Tarefa a realizar
Prolonga o texto sobre o regime simplificado do IRS, começando logo a seguir à sua última frase.

Texto de origem
____

As alterações ao regime simplificado do IRS, incluídas na proposta do Orçamento do Estado, trazem algumas surpresas para os comerciantes, retalhistas, advogados, pequenos empresários e outros contribuintes que passam recibos verdes. Embora o ministro Mário Centeno assegure que os trabalhadores independentes vão pagar menos imposto em 2018, isso não é certo para todos, à luz das simulações da PwC e de outras consultoras fiscais.

Há contribuintes que se arriscam a pagar mais IRS especificamente por causa das novas regras do regime simplificado, segundo a PwC. E isso pode acontecer, por exemplo, com um recibo verde que em 2018 ganha 15 mil euros brutos (uma média de 1250 euros mensais) e não apresenta quaisquer despesas no E-Factura associadas à sua actividade profissional, de acordo com a PwC.

Para os trabalhadores independentes com rendimentos até aos 200 mil euros por ano, o regime simplificado em vigor há mais de 15 anos prevê que o IRS só incida sobre uma percentagem do valor ganho, porque se presume que uma fatia são despesas.

Só que em vez de o fisco subtrair ao rendimento bruto as despesas incorridas por esse trabalhador na sua actividade profissional ao longo do ano, existe uma espécie de dedução automática, definida a partir de um coeficiente. A pessoa não tem de apresentar as despesas porque os valores da dedução são automáticos (variando consoante os serviços ou actividades profissionais). Por exemplo, nos profissionais liberais, o coeficiente é de 0,75, ou seja, o imposto incide sobre 75% do rendimento recebido e a tal dedução automática equivale aos restantes 25%.

____

Dados para análise
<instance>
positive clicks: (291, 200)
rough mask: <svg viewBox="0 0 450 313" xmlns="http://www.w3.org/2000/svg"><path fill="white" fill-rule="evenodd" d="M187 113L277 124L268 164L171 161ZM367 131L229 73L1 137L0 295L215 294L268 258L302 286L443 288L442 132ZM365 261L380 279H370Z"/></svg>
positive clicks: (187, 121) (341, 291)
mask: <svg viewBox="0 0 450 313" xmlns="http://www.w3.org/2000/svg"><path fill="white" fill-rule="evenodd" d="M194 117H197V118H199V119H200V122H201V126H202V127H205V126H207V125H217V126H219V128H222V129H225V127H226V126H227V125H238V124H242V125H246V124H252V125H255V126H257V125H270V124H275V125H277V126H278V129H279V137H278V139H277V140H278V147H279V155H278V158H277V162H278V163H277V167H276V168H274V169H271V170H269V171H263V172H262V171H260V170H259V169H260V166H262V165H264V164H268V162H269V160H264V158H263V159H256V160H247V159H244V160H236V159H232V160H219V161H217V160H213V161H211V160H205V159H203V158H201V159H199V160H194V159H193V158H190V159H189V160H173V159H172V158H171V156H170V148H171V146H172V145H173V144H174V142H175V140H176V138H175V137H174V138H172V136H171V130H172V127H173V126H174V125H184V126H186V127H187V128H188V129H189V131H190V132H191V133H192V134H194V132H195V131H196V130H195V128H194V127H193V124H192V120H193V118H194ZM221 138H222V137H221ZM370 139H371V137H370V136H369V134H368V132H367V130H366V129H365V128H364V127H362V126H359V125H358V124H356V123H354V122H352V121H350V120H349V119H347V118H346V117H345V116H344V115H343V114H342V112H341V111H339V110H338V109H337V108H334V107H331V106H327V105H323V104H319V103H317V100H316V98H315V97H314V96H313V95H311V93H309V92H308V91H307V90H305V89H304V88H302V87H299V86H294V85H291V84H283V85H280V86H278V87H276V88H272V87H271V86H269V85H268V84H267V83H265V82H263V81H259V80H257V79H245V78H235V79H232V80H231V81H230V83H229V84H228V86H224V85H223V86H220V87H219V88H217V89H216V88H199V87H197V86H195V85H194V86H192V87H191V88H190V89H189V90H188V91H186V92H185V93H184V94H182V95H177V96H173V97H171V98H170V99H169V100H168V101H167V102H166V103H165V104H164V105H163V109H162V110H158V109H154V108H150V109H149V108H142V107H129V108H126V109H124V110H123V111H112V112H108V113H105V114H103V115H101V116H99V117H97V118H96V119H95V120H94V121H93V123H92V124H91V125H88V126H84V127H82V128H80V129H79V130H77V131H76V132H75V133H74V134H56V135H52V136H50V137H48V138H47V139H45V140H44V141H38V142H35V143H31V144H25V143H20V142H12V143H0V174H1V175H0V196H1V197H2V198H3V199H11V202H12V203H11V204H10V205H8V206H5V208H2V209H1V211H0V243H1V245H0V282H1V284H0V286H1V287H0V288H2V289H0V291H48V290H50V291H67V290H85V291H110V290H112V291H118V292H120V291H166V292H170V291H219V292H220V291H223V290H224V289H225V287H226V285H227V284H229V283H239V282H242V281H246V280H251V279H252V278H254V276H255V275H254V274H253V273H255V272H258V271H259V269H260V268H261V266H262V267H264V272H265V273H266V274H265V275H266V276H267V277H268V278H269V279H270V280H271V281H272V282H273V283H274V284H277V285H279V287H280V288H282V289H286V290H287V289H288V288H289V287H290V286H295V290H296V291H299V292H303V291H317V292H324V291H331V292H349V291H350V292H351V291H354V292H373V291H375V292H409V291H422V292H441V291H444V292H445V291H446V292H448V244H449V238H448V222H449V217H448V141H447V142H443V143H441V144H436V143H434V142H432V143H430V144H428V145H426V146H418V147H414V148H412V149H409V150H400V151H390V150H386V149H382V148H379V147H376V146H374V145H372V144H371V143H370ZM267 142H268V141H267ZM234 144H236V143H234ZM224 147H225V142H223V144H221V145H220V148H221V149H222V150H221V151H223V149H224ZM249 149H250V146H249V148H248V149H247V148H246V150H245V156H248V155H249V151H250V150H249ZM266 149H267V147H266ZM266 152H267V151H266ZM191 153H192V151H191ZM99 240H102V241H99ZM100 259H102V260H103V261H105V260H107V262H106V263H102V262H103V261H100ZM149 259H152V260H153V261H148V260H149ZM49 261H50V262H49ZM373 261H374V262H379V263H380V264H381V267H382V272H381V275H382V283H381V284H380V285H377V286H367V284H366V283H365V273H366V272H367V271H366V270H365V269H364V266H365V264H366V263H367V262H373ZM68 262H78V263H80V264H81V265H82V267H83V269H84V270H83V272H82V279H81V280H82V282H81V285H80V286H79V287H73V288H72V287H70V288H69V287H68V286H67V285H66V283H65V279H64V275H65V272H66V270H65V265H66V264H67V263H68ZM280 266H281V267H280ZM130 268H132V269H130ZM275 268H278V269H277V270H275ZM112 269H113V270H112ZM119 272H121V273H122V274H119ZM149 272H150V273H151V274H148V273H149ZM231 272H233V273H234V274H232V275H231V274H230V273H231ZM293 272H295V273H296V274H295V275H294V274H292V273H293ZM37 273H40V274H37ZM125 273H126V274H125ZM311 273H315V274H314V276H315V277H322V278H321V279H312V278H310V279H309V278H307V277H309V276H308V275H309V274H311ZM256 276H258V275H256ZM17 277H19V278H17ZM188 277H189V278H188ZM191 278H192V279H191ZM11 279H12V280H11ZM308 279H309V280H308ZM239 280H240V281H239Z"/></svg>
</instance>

____

Resultado do exercício
Agora haverá uma reformulação das regras. Os coeficientes não desaparecem. Mas depois de eles se aplicarem, o rendimento alvo de IRS não pode ser inferior ao rendimento tributável que resultaria se fossem abatidos 4104 euros (o valor da dedução específica que existe para os trabalhadores com rendimentos do trabalho dependente); “ou, se inferior” – diz a proposta do Governo –, da aplicação dos coeficientes não pode resultar um rendimento tributável  inferior ao que seria obtido pela dedução das despesas justificadas através da plataforma do E-Factura.

Há quem diga que, agora, em vez de um regime simplificado, há um “verdadeiro regime complicado”, como o apelida Luís Leon, da consultora Deloitte, ouvido pelo PÚBLICO. “Para quem está abaixo da dedução dos 4104 euros o regime é neutro, porque a pessoa já não deduzia e continua a não deduzir. Também não é melhor: é igual. Para todos aqueles em que a aplicação do coeficiente der uma dedução acima de 4104 euros já não se aplica o coeficiente – ou melhor, aplica-se desde que tenha despesas para justificar”, interpreta o fiscalista.

Apesar de o ministro ter garantido neste sábado numa entrevista à Antena 1 que não haverá um aumento do IRS, a redacção da norma está a suscitar dúvidas entre fiscalistas.

A consultora PwC encontrou várias situações em que o IRS se agrava por causa desta reformulação. Entendem os fiscalistas desta consultora que “o coeficiente só poderá ser aplicável quando resultar numa dedução ao rendimento” inferior aos 4104 euros e ao valor das despesas das facturas, “sendo que destes valores será sempre aplicável o menor”. É esta alteração, dizem, que “levará a um incremento do rendimento tributável em 2018 sempre que algum dos montantes constantes nas alíneas acima seja inferior à dedução resultante do coeficiente, o que resultará num aumento do imposto devido.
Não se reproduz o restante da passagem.